[INSTRUCTION] Write out the listing below word for word, beginning with the line that contains "Identify the outdoor" and continuing through the final line of the listing.

[Entries from a point-annotation set]
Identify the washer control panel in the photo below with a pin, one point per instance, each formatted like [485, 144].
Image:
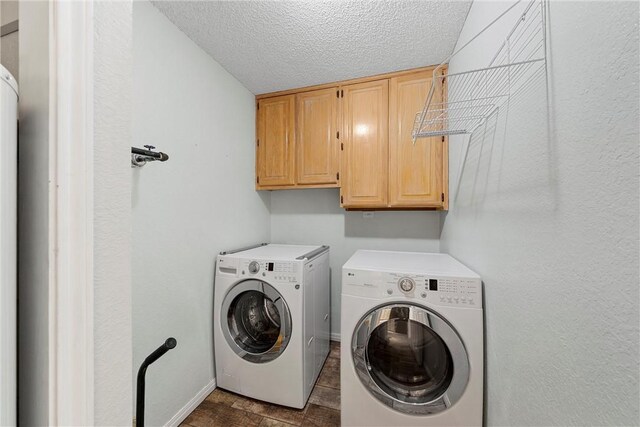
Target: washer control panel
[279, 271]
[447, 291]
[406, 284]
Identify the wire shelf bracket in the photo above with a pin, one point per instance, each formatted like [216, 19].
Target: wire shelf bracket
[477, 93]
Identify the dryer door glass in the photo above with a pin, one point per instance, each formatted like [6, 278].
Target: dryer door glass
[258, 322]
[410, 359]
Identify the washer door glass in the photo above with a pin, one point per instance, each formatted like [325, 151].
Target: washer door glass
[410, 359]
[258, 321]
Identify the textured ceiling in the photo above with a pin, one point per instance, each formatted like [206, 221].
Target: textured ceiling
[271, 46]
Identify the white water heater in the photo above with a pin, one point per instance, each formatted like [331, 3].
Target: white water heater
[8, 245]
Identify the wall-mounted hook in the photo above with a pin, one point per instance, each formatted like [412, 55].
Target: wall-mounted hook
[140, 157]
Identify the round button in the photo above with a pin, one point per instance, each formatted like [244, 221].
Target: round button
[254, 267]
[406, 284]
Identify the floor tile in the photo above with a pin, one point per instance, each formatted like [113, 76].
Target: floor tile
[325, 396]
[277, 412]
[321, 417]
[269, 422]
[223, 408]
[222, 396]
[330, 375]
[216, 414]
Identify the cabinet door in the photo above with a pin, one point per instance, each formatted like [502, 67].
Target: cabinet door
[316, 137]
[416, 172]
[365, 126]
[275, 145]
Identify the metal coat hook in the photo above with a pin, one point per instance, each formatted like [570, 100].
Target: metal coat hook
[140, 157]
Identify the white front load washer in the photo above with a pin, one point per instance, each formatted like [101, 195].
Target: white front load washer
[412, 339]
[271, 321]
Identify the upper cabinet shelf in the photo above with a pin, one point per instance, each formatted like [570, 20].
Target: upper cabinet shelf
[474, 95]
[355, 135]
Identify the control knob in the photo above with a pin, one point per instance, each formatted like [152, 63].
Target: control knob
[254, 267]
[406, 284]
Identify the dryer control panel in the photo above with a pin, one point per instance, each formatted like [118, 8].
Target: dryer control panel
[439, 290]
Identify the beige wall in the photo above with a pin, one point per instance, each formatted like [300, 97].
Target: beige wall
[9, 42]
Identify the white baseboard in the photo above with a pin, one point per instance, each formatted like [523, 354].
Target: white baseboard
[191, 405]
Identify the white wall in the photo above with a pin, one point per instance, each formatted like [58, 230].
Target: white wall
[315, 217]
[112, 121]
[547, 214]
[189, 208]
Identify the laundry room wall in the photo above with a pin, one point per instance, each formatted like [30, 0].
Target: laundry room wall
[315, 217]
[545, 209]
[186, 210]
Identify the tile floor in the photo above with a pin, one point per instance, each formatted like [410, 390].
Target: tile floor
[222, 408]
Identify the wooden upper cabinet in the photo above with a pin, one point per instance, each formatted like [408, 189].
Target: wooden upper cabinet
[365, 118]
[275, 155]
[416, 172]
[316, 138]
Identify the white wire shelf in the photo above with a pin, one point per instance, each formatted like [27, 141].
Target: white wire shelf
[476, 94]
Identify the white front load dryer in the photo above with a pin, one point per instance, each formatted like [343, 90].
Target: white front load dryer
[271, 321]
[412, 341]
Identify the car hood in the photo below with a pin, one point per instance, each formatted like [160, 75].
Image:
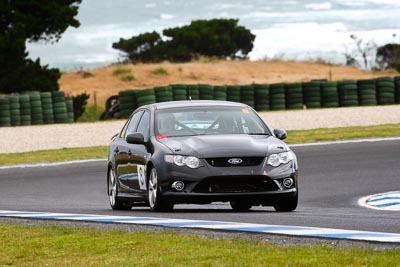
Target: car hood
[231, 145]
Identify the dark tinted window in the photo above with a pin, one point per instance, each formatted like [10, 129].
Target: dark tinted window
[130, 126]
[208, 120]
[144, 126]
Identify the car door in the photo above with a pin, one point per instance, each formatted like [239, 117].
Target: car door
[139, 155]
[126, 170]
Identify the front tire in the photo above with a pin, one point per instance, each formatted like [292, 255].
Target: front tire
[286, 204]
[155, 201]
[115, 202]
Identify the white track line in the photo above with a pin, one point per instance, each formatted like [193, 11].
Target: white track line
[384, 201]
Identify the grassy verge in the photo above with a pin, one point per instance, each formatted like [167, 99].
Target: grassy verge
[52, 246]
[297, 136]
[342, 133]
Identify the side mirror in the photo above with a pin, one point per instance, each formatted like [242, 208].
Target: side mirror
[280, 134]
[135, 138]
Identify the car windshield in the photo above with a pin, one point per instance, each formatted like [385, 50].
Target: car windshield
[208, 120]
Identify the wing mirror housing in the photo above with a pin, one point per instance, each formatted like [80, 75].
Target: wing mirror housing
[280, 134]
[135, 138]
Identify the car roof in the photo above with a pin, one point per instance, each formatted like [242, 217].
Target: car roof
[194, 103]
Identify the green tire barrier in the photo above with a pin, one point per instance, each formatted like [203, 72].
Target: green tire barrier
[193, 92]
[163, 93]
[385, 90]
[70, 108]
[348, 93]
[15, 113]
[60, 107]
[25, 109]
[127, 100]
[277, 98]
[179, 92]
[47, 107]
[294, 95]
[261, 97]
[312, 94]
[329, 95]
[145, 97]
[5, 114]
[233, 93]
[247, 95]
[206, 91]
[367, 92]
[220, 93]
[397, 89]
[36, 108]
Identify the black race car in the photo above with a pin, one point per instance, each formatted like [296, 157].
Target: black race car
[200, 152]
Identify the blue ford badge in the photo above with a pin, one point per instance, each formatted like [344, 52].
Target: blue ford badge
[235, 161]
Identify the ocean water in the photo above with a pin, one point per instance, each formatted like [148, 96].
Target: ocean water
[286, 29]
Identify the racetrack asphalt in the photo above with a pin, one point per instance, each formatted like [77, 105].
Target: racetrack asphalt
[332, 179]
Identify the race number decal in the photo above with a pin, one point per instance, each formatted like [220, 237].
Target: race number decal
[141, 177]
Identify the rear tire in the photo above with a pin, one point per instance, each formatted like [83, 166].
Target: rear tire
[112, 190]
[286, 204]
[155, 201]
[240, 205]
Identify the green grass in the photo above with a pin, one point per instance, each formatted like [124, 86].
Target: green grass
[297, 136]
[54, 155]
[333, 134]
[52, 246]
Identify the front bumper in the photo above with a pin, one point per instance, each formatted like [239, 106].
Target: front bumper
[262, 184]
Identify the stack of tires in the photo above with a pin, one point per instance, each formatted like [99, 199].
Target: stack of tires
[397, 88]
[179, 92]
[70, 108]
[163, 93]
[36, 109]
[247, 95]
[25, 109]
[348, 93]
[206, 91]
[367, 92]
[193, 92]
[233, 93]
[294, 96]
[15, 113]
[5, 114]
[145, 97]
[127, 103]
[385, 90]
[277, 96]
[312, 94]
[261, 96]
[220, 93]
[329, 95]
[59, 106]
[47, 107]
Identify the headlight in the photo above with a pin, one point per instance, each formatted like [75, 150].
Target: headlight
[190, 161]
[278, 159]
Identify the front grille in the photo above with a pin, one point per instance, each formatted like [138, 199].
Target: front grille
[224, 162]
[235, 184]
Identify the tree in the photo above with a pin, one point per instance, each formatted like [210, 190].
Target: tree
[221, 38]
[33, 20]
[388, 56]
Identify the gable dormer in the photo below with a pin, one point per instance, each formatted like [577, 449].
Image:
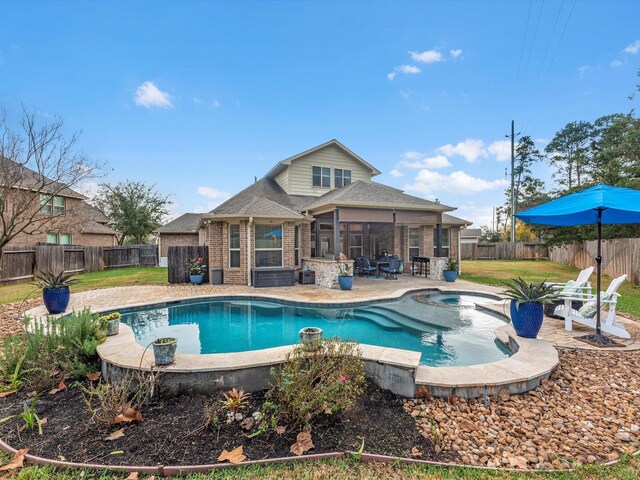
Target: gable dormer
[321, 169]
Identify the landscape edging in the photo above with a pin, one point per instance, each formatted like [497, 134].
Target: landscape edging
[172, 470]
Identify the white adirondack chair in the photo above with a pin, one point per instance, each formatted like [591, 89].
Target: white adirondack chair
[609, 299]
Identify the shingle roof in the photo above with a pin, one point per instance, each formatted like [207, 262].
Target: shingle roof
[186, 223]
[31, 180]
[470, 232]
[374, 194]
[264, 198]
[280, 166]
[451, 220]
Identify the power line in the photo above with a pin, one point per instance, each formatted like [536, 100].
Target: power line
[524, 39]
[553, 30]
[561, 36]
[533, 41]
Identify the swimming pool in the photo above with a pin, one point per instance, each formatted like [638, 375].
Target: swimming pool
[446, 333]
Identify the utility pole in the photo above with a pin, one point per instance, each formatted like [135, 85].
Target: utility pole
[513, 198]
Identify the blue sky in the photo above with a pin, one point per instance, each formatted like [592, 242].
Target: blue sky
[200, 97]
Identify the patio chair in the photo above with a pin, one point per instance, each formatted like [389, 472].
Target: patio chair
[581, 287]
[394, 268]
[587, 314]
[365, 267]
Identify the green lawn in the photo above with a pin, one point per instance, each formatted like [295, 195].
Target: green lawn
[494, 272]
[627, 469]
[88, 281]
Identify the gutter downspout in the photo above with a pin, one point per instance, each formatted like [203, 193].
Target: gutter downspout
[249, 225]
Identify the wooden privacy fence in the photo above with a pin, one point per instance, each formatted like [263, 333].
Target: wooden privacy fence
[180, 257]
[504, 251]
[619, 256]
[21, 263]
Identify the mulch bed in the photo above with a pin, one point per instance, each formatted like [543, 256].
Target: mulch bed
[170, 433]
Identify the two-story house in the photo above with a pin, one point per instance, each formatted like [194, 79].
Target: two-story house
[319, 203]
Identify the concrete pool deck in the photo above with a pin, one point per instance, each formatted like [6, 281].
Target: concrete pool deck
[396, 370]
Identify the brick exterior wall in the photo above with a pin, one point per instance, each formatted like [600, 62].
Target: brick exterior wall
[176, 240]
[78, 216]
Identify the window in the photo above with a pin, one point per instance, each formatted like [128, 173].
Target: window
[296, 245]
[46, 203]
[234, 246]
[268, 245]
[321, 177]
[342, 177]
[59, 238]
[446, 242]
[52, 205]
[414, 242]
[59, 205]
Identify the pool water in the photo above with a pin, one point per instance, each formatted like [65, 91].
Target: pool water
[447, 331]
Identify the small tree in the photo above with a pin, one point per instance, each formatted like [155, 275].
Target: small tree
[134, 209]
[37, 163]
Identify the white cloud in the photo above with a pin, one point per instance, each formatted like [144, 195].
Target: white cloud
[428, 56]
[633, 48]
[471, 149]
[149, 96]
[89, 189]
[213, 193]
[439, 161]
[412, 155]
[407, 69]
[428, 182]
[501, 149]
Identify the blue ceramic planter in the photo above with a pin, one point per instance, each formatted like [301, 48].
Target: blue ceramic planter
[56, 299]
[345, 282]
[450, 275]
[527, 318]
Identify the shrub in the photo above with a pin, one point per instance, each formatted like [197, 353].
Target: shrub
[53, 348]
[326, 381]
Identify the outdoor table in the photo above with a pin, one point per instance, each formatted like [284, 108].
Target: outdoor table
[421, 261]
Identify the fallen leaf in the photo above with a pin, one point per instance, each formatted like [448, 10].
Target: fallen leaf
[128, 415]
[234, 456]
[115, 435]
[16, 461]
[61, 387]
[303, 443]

[FULL ANSWER]
Identify the outdoor table in the photo above with a pin, one point per instance, each formatted like [284, 108].
Target: outdoor table
[421, 261]
Identify the fallen leaf in the photo above with a pin, one point per instance, each formatted like [448, 10].
Target: fallen leaf
[128, 415]
[234, 456]
[115, 435]
[16, 461]
[61, 387]
[303, 443]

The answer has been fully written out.